Records contained in a dataset:
######
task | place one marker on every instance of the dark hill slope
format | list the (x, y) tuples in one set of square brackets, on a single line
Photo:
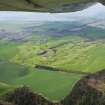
[(90, 90)]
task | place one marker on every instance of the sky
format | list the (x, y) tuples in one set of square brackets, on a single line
[(92, 11)]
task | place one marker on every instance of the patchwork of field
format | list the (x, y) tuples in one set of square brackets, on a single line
[(51, 84), (49, 64)]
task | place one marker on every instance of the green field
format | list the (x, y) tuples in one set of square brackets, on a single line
[(18, 61), (53, 85)]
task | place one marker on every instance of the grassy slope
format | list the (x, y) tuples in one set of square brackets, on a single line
[(44, 82), (77, 54)]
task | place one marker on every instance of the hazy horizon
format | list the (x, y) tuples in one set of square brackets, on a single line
[(38, 16)]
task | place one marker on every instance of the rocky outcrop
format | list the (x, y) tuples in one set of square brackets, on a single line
[(46, 5)]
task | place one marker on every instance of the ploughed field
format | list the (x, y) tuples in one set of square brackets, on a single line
[(49, 65)]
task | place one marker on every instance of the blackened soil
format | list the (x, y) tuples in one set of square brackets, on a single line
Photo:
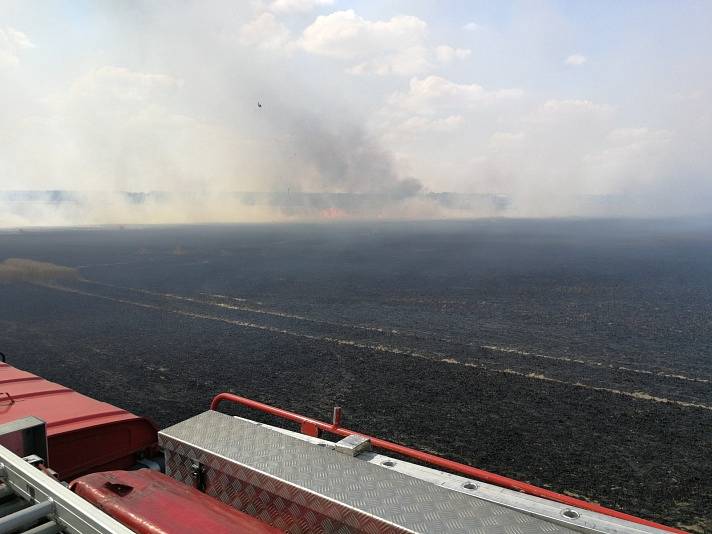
[(573, 355)]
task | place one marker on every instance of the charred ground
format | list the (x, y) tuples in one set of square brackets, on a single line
[(576, 355)]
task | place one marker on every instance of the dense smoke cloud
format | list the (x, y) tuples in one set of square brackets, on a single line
[(142, 97)]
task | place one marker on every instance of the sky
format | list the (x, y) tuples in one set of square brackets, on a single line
[(546, 102)]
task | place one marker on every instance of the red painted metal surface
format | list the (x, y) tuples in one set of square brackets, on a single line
[(149, 502), (83, 434), (311, 426)]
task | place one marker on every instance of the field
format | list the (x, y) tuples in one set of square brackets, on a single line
[(575, 355)]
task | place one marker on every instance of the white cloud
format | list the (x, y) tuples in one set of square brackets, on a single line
[(121, 84), (575, 60), (298, 6), (346, 35), (12, 42), (447, 54), (423, 125), (265, 31), (397, 46), (426, 95)]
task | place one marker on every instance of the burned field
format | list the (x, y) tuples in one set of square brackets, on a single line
[(572, 355)]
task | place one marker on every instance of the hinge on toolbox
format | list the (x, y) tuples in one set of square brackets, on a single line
[(197, 473)]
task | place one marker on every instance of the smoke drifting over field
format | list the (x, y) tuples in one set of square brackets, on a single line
[(147, 97), (24, 270)]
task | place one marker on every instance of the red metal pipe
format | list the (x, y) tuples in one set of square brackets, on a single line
[(472, 472)]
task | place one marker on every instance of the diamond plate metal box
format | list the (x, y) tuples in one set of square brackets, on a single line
[(300, 487)]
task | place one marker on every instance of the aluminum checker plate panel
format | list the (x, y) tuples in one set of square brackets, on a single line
[(300, 487)]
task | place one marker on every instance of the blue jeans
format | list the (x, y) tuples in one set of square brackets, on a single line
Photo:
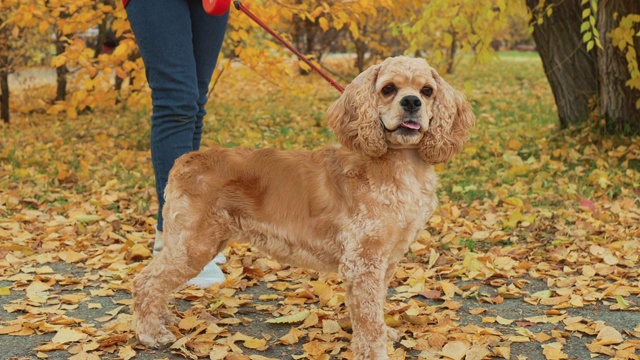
[(179, 43)]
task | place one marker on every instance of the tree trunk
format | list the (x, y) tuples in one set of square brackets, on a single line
[(570, 69), (5, 68), (617, 101), (61, 72), (4, 97)]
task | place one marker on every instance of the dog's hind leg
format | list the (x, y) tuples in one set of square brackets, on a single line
[(364, 276), (188, 248)]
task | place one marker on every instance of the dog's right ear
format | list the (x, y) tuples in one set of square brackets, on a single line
[(354, 117)]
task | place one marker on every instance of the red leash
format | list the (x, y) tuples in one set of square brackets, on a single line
[(238, 5)]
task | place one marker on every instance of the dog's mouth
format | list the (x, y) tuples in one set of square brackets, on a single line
[(407, 125)]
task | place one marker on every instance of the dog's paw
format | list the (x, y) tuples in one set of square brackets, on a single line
[(158, 339), (392, 334)]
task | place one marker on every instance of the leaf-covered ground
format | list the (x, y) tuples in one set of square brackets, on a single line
[(533, 253)]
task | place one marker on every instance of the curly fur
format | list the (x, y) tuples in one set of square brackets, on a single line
[(353, 209)]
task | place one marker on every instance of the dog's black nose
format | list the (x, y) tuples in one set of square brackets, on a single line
[(411, 103)]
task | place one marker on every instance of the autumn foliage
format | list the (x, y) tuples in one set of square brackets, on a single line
[(532, 218)]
######
• _PROBLEM DESCRIPTION_: Quote every record above exactly, leaving out any pictures.

• _EXPECTED ANSWER_:
task | place one marker on every instance of the dark hill slope
format | list the (x, y) tuples in one set of square brackets, on a single line
Photo:
[(90, 90)]
task | place one marker on every instance of the sky
format | list the (x, y) tuples in one set of square brackets, on a single line
[(92, 11)]
task | place one marker on every instance of the patchwork of field
format | list the (x, y) tuples in one set of square brackets, on a single line
[(51, 84), (49, 64)]
task | place one marker on every instance of the green field
format | list the (x, y) tuples in one set of square brackets, on a single line
[(18, 61), (53, 85)]
task | place one marker on every instance of the grassy slope
format | list the (x, y) tuples in one set of square brackets, on a single line
[(44, 82), (77, 54)]
task | place one marker on every instance of the hazy horizon
format | list the (x, y) tuples in one set of square brackets, on a single line
[(38, 16)]
task | place one marker on every instance of the rocky outcrop
format | list the (x, y) tuples in one set of square brackets, on a single line
[(46, 5)]
task | place one marker on every instance of the ploughed field
format | list the (x, y) tuples in one set of square brackets, on a single line
[(49, 65)]
task | place one marker on every instance of the blackened soil
format | list the (x, y) tuples in one set of square brackets, on a single line
Photo:
[(573, 355)]
task | place one marker on every instance of the charred ground
format | list the (x, y) tuples in one set of square brackets, on a single line
[(576, 355)]
task | place one marker on every instance of the dense smoke cloud
format | list the (x, y) tuples in one set of square brackets, on a single line
[(142, 97)]
task | place one marker on every instance of the sky
format | list the (x, y) tuples in one set of square brackets, on a single line
[(546, 102)]
task | place one marker on every instance of the red painted metal surface
format | list the (x, y) tuples in one set of square brackets, on a single line
[(149, 502), (83, 434), (311, 426)]
task | place one marker on every instance of the field
format | list the (x, y) tuples in one set of square brackets, on a single line
[(575, 355)]
task | place one marker on every instance of the white cloud
format | list the (x, y) tuples in one set of square brackets, on a single line
[(121, 84), (575, 60), (298, 6), (346, 35), (12, 42), (447, 54), (423, 125), (265, 31), (397, 46), (426, 95)]
task | place one marker on every instance of the burned field
format | list the (x, y) tuples in one set of square brackets, on a single line
[(572, 355)]
task | place one marker on every instance of the hinge on toolbox
format | list the (x, y) tuples in one set of square brackets, on a single line
[(197, 473)]
task | place one marker on every instance of the smoke drifting over field
format | list the (x, y) tuples in one set of square brackets, on a single line
[(147, 97), (24, 270)]
task | place one marker on every instance of the red metal pipe
format | list the (x, y) tuples in one set of square brackets, on a single line
[(472, 472)]
task | place one marker on every instance of the diamond plate metal box
format | list the (x, y) tuples in one set of square brackets, on a single line
[(300, 487)]
task | place one marker on every instance of the aluminum checker plate panel
format | list the (x, y) tuples in one set of square brackets, on a single line
[(300, 487)]
task | place one marker on every instance of the blue jeans
format | list the (x, y) tuples in one set of square brackets, on a single line
Photo:
[(179, 43)]
task | place one marker on every instance of the tree trunk
format | list the (x, y) tuples in one set of square brackets, on a single line
[(570, 69), (5, 68), (617, 101), (61, 72), (4, 97)]
task | place one marker on every instance of the dog's hind leg
format | list the (x, y) tuples in one set of square brackets, on a single line
[(364, 276), (188, 248)]
task | place one marker on every instance of the dog's right ear
format | list the (x, y) tuples in one set of square brackets, on a single line
[(354, 117)]
task | place one marker on every instance of the red leash
format | list the (x, y) tuples in one set of square brackets, on a single line
[(238, 5)]
task | place one marker on every instance of the dog's mouth
format | list the (x, y) tuples in one set of square brackets, on a single line
[(407, 125)]
task | place one marker on every instance of the dog's paw
format | list the (x, y) tuples in one set of square brackets, on a single line
[(158, 339), (392, 334)]
task | place one marker on every instance of the leaf-covered ground
format | list the (x, y) tuples in one set of square brackets, on a single line
[(533, 253)]
task | place one marker on every instance of the curly fur
format | list the (x, y) tuples in one set of square brackets, on a single line
[(353, 209)]
task | place one marker on every instance of the dog's black nose
format | list the (x, y) tuples in one set of square brackets, on a single line
[(411, 103)]
task | place one marker on every instance of the autumn foliage
format | list the (x, y) tuples in one set of square brackets, on a single line
[(532, 218)]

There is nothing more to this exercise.